| Recorded data |
Begin
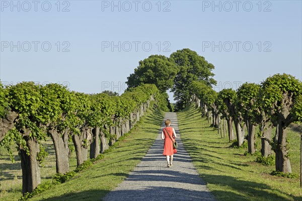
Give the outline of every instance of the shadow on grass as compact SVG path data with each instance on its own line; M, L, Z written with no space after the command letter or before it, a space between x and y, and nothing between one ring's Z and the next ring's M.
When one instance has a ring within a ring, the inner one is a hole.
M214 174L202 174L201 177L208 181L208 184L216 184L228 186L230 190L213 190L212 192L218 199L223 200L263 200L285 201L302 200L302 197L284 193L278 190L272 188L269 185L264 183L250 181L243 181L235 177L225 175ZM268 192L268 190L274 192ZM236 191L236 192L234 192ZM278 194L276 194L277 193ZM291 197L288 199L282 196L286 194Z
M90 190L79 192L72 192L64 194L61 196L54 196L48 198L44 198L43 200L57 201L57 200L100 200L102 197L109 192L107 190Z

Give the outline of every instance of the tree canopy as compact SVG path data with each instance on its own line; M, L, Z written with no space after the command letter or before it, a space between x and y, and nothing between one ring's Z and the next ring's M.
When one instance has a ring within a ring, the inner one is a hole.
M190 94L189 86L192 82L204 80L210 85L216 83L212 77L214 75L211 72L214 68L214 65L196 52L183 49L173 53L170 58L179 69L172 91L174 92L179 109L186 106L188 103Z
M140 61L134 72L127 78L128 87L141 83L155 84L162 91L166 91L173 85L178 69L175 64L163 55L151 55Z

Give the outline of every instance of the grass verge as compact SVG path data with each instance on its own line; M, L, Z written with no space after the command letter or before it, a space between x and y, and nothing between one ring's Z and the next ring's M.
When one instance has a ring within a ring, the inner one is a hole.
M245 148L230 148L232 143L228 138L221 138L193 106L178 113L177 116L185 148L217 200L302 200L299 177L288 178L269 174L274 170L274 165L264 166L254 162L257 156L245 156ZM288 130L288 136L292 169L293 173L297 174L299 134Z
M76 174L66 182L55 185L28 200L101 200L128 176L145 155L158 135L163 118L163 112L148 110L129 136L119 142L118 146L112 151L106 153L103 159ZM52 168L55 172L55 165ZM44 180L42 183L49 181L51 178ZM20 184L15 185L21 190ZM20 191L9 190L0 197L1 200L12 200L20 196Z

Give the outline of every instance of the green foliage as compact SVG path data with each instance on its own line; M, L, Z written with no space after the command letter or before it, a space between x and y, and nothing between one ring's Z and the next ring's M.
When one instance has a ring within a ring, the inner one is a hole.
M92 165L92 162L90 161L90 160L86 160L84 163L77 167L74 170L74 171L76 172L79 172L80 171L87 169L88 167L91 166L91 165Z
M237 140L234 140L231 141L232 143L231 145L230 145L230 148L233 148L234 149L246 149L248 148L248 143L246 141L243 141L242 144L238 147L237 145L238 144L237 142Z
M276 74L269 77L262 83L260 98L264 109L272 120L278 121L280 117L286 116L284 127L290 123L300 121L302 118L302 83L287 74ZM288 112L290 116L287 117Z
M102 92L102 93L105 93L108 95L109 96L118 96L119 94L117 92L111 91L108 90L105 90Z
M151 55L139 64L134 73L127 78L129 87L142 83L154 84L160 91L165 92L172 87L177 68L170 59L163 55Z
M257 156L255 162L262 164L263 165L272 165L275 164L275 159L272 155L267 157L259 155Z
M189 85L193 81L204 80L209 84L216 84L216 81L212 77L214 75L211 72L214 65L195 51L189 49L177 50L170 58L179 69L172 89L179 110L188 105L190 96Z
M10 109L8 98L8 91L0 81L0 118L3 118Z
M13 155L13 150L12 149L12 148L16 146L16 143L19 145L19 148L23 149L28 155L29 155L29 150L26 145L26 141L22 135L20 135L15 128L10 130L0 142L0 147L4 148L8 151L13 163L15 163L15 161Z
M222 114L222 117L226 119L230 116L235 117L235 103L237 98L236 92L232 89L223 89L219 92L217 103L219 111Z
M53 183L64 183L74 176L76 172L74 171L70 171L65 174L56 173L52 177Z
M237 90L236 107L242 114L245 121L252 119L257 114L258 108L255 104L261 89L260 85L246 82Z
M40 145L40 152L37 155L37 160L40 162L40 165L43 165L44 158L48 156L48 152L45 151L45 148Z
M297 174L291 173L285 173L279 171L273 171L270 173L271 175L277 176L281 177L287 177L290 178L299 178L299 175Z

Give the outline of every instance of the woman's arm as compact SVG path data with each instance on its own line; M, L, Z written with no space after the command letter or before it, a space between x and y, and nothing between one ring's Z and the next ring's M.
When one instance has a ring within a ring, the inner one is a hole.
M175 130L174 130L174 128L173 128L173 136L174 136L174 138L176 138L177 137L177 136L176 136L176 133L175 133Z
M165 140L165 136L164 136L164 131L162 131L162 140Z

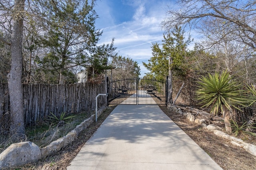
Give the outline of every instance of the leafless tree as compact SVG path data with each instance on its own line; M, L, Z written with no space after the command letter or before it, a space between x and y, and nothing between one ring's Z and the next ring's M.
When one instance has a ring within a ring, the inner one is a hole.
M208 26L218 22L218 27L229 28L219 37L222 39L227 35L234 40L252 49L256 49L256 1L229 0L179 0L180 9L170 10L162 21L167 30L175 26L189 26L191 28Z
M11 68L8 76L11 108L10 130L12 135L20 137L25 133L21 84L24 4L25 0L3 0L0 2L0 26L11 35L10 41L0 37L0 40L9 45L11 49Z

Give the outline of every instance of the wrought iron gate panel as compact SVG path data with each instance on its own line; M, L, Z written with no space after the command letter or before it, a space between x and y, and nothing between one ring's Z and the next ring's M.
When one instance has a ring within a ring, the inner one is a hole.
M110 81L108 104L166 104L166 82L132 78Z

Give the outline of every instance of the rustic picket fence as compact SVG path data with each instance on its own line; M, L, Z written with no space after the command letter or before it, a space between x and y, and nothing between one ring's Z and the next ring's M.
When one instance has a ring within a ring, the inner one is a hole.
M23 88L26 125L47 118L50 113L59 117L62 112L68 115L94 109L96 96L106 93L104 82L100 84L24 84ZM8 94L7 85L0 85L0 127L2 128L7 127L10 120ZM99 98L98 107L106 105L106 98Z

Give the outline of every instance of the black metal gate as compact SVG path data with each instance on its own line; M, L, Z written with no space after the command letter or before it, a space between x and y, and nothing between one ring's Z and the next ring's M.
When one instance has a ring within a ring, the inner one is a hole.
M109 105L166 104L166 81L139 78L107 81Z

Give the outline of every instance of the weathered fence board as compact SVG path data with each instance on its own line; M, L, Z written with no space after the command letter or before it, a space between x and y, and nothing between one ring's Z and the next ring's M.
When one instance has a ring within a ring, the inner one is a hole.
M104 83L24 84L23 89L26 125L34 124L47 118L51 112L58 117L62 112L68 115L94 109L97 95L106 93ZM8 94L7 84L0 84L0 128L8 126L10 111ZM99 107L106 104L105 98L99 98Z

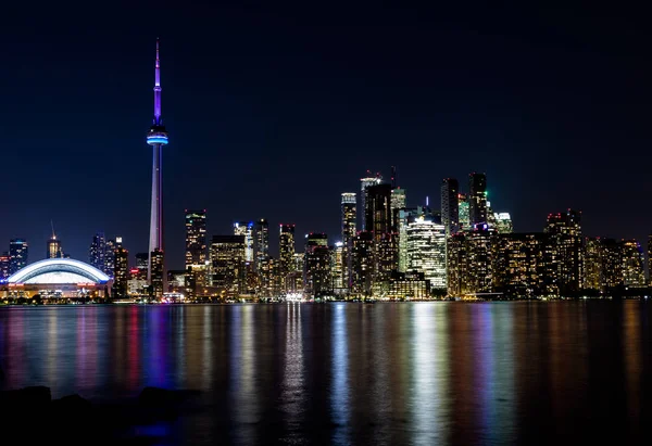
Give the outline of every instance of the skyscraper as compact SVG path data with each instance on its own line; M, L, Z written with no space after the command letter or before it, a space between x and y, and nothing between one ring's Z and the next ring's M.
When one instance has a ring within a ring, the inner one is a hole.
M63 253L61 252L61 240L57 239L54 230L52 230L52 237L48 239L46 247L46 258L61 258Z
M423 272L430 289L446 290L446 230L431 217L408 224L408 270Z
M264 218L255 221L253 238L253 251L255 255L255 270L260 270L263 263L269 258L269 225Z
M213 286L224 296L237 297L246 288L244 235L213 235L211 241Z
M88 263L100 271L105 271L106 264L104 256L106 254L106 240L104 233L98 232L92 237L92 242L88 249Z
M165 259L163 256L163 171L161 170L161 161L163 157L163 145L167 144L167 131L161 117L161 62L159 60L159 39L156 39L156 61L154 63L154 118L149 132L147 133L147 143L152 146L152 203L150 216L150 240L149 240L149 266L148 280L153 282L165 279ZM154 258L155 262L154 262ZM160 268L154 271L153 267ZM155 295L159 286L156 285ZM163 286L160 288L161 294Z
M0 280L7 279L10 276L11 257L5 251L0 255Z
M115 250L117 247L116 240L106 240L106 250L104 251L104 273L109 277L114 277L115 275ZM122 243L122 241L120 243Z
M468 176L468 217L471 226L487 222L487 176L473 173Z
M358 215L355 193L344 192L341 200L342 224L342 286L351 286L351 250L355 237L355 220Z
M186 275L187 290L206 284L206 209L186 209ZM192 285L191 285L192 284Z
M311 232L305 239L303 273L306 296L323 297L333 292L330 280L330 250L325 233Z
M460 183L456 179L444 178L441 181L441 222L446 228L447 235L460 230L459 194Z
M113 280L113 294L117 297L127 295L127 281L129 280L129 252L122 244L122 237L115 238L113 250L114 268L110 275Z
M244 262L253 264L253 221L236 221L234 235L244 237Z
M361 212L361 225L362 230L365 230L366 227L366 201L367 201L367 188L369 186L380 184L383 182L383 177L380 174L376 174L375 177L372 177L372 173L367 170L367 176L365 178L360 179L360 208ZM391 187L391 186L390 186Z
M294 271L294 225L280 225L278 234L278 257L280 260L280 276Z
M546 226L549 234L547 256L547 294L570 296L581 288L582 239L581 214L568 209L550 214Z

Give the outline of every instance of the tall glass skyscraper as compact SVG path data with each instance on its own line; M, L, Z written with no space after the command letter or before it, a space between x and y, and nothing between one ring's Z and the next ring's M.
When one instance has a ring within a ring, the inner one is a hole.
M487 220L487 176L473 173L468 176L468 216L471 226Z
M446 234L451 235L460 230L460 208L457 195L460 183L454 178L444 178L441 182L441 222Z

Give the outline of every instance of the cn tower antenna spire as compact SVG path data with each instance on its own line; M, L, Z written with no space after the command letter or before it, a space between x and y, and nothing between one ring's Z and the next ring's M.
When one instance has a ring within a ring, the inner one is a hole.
End
| What the task requires |
Render the lines of the records above, from the line containing "Give the outline of every instance of the tree" through the line containing "M76 174L66 182L55", inclusive, as a Markdown table with the columns Row and Line, leaving out blank lines.

| Answer to the task |
| Row | Line |
|---|---|
| 1 | Give the outline of every instance of the tree canopy as compact SVG path data with each instance on its own line; M, L, Z written with no space after the command letter or before it, a space between x and y, and nothing between one ring's Z and the next ring's M. |
| 2 | When one instance has a ring within a ring, the inner one is a hole. |
| 3 | M190 94L189 86L192 82L204 80L210 85L216 83L212 77L214 75L211 72L214 68L214 65L196 52L183 49L173 53L170 58L179 69L172 91L174 92L179 109L186 106L188 103Z |
| 4 | M140 61L134 72L127 78L128 87L141 83L155 84L162 91L166 91L173 85L178 69L175 64L163 55L151 55Z |
| 5 | Give the outline of every instance of the grass verge as compact SVG path data with each instance on its own line; M, L, Z written with no space after the command letter or before it, a space between x and y, and nothing between one ring's Z and the next ring's M. |
| 6 | When one instance has a ring within a ring, the inner one is a hole. |
| 7 | M245 148L230 148L232 143L228 138L221 138L193 106L178 113L177 116L185 148L217 200L302 200L299 177L288 178L269 174L274 170L274 165L264 166L254 162L257 156L245 156ZM288 130L288 136L292 169L293 173L297 174L299 134Z |
| 8 | M76 174L66 182L55 185L28 200L101 200L128 176L145 155L158 135L163 118L163 112L148 110L129 136L119 142L118 146L112 151L106 153L103 159ZM52 168L55 172L55 165ZM44 180L42 183L49 181L51 178ZM20 184L15 185L21 190ZM20 191L9 190L0 197L1 200L12 200L20 196Z |